» **Entries shown**
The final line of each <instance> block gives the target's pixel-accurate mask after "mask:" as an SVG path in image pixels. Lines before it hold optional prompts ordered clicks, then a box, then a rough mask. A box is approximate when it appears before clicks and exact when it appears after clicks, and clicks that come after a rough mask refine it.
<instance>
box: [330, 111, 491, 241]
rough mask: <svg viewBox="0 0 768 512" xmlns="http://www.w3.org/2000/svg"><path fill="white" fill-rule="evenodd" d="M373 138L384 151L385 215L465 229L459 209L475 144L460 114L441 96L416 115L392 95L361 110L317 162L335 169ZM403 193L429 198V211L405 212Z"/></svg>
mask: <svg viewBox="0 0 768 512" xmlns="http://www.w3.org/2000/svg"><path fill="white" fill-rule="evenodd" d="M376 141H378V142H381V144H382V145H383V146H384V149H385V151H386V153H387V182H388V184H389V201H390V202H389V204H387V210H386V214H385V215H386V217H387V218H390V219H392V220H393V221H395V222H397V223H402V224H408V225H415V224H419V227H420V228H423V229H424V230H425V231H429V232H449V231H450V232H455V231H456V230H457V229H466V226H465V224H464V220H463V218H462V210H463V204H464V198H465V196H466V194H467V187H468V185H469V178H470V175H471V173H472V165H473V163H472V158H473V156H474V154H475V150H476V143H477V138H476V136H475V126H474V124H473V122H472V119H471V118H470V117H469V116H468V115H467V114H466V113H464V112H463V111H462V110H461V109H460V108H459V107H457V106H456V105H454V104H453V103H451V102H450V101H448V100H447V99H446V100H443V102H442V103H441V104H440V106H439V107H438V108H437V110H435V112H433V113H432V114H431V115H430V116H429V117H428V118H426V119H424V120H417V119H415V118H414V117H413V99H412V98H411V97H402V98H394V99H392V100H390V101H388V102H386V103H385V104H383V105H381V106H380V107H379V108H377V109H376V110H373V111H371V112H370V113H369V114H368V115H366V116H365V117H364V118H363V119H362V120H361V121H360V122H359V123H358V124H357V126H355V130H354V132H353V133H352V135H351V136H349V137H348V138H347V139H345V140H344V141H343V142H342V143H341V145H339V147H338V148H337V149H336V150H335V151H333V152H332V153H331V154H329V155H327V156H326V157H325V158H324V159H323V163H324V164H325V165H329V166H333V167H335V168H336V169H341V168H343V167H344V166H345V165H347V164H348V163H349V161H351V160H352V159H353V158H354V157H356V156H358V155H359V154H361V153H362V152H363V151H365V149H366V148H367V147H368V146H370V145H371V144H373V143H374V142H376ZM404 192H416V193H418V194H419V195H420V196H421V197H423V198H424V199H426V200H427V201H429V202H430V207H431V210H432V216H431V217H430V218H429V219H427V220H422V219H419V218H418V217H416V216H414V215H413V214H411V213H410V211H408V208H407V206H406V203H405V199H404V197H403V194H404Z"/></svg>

» **What is needed**
Repeat the entries above line for line, with no changes.

» **Answer for the task**
The final line of each <instance> block gives the target's pixel-accurate mask after "mask:" as an SVG path in image pixels. Lines before it hold optional prompts ordered clicks, then a box, then a rough mask. A box is approximate when it appears before clicks and exact when it appears after clicks, and clicks that come after a rough mask refine it.
<instance>
box: [330, 111, 491, 241]
rough mask: <svg viewBox="0 0 768 512" xmlns="http://www.w3.org/2000/svg"><path fill="white" fill-rule="evenodd" d="M373 138L384 151L385 215L465 229L459 209L475 144L460 114L441 96L416 115L392 95L361 110L317 162L335 169ZM403 193L429 198V211L405 212Z"/></svg>
mask: <svg viewBox="0 0 768 512" xmlns="http://www.w3.org/2000/svg"><path fill="white" fill-rule="evenodd" d="M376 141H378V142H381V144H382V145H383V146H384V149H385V151H386V153H387V182H388V184H389V201H390V202H389V204H387V210H386V214H385V215H386V217H387V218H390V219H392V220H393V221H395V222H397V223H402V224H408V225H415V224H419V227H420V228H423V229H424V230H425V231H429V232H449V231H450V232H455V231H456V230H457V229H466V226H465V224H464V220H463V218H462V210H463V204H464V198H465V196H466V194H467V187H468V185H469V178H470V175H471V173H472V165H473V163H472V158H473V156H474V154H475V150H476V143H477V138H476V136H475V126H474V124H473V122H472V119H471V118H470V117H469V116H468V115H467V114H466V113H464V112H463V111H462V110H461V109H460V108H459V107H457V106H456V105H454V104H453V103H451V102H450V101H448V100H447V99H446V100H443V102H442V103H441V104H440V106H439V107H438V108H437V110H435V112H433V113H432V114H431V115H430V116H429V117H428V118H426V119H424V120H417V119H415V118H414V117H413V99H412V98H411V97H402V98H394V99H392V100H390V101H388V102H386V103H385V104H383V105H381V106H380V107H379V108H377V109H376V110H373V111H371V112H370V113H369V114H368V115H366V116H365V117H364V118H363V119H362V120H361V121H360V122H359V123H358V124H357V126H355V130H354V132H353V133H352V135H351V136H349V137H348V138H347V139H345V140H344V141H343V142H342V143H341V145H339V147H338V148H337V149H336V150H335V151H333V152H332V153H331V154H329V155H327V156H326V157H325V158H324V159H323V163H324V164H325V165H329V166H333V167H335V168H336V169H341V168H343V167H344V166H345V165H347V164H348V163H349V161H351V160H352V159H353V158H354V157H356V156H358V155H359V154H361V153H362V152H363V151H365V149H366V148H367V147H368V146H370V145H371V144H373V143H374V142H376ZM404 192H416V193H418V194H419V195H420V196H421V197H423V198H424V199H426V200H427V201H429V202H430V207H431V210H432V216H431V217H430V218H429V219H427V220H422V219H419V218H418V217H416V216H414V215H413V214H411V213H410V211H408V208H407V206H406V203H405V199H404V197H403V194H404Z"/></svg>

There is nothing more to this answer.